(What you will do): Which lines of the records below contain the word "blue"? Select and copy each of them, treating case as significant.

Region labeling records:
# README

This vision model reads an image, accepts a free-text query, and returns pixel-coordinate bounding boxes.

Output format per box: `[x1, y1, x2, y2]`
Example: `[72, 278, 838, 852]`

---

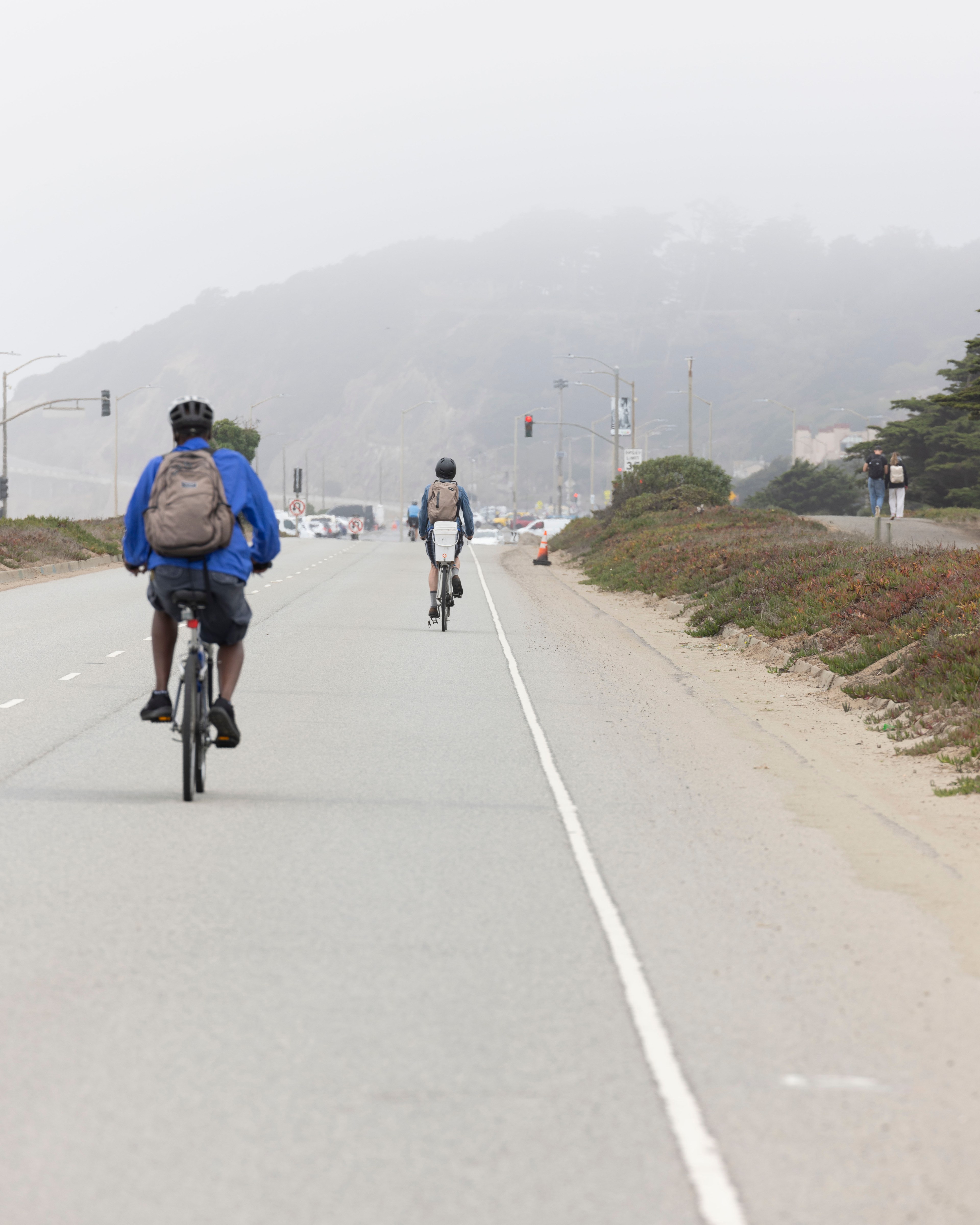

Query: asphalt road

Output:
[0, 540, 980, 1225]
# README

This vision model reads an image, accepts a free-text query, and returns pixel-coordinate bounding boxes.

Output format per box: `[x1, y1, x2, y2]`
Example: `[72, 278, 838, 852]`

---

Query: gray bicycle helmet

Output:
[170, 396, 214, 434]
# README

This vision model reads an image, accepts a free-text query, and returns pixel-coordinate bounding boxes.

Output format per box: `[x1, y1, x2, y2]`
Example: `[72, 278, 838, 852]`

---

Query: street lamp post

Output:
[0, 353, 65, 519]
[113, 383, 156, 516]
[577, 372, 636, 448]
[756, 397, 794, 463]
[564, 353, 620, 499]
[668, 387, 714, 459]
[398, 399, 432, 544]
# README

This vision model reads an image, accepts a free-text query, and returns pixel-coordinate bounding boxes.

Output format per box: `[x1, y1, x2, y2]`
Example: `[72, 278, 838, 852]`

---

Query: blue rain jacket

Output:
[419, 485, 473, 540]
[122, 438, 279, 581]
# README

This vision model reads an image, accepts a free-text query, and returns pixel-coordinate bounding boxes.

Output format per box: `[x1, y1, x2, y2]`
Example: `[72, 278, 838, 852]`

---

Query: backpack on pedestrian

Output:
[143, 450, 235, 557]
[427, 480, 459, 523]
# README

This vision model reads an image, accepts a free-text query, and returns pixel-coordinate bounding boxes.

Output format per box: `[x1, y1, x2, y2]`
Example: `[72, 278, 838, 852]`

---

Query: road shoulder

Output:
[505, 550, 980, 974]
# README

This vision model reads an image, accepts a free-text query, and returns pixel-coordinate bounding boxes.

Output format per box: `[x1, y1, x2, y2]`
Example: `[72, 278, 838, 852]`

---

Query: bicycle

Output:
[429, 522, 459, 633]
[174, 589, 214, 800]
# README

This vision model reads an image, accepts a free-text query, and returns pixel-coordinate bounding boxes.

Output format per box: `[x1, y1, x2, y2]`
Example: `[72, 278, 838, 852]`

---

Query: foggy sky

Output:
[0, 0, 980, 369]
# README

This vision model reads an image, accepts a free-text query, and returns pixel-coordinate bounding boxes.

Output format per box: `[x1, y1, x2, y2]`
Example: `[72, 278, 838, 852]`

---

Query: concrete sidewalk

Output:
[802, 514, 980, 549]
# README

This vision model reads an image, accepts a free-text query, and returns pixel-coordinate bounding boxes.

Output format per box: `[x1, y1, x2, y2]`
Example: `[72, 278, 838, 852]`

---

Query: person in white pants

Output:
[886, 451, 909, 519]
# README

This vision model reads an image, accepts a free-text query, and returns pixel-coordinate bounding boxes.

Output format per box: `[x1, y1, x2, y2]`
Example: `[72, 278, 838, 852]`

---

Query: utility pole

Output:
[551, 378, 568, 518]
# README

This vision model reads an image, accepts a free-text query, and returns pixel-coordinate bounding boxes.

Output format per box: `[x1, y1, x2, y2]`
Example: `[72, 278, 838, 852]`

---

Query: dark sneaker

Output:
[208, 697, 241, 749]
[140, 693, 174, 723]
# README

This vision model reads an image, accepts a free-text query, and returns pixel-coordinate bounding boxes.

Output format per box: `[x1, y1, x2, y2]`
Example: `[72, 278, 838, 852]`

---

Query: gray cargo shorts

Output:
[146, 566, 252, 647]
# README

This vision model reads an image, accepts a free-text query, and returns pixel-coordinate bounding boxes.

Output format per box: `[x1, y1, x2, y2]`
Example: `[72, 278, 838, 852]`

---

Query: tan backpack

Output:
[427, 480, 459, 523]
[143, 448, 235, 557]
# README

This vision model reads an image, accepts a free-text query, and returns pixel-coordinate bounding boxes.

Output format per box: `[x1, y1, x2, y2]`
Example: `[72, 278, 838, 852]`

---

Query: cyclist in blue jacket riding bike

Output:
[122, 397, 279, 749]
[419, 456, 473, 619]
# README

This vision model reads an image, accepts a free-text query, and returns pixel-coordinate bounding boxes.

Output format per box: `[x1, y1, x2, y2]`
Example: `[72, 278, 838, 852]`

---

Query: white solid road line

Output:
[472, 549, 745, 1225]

--

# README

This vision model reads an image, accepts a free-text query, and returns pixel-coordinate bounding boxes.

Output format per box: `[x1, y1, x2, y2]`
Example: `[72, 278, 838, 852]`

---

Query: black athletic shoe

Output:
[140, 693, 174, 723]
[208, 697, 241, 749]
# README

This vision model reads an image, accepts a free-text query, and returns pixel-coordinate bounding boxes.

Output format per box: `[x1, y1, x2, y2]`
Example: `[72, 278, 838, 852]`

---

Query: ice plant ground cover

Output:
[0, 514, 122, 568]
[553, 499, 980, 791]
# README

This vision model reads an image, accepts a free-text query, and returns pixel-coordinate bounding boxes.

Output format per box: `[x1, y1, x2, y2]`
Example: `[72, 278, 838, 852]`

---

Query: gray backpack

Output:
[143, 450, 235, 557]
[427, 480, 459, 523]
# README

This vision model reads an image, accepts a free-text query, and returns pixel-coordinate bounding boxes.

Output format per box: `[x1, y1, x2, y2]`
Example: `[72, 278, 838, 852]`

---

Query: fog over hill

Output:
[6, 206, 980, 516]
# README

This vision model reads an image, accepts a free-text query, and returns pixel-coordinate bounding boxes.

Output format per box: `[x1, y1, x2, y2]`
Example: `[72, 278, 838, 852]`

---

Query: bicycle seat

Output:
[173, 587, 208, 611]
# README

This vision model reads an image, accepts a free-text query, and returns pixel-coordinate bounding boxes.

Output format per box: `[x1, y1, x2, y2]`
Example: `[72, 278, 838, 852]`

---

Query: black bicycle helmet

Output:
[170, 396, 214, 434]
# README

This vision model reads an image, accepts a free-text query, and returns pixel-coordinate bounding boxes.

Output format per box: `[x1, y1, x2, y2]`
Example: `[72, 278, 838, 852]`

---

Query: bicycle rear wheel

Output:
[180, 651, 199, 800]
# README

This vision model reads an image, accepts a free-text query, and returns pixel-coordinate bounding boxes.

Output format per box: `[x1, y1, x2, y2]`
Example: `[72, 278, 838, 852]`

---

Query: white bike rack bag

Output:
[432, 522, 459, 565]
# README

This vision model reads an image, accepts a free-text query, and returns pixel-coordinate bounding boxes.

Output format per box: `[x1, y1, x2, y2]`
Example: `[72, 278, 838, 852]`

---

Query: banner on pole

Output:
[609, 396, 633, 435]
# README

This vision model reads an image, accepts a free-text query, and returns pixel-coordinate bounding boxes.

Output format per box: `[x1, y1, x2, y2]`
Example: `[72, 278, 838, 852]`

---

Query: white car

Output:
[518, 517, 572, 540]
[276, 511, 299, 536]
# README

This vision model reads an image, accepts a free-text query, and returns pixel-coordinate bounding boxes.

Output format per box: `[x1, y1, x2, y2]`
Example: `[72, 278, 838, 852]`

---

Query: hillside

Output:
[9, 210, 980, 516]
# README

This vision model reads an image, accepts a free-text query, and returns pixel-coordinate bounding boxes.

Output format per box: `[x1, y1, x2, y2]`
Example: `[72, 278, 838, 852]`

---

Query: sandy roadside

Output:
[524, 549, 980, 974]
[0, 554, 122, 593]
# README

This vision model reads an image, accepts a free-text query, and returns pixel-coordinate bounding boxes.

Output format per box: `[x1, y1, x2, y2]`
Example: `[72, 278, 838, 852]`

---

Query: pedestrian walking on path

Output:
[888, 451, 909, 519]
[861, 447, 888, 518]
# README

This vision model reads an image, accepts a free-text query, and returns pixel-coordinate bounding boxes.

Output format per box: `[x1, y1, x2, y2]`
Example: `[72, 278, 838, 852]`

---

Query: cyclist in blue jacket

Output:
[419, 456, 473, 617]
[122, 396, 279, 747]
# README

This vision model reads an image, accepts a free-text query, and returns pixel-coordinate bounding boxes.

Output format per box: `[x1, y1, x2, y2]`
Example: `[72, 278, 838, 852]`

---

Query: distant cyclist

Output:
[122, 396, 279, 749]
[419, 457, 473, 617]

(Full solution):
Query: blue rain jacket
Query: cyclist in blue jacket riding bike
Query: cyclist in blue jacket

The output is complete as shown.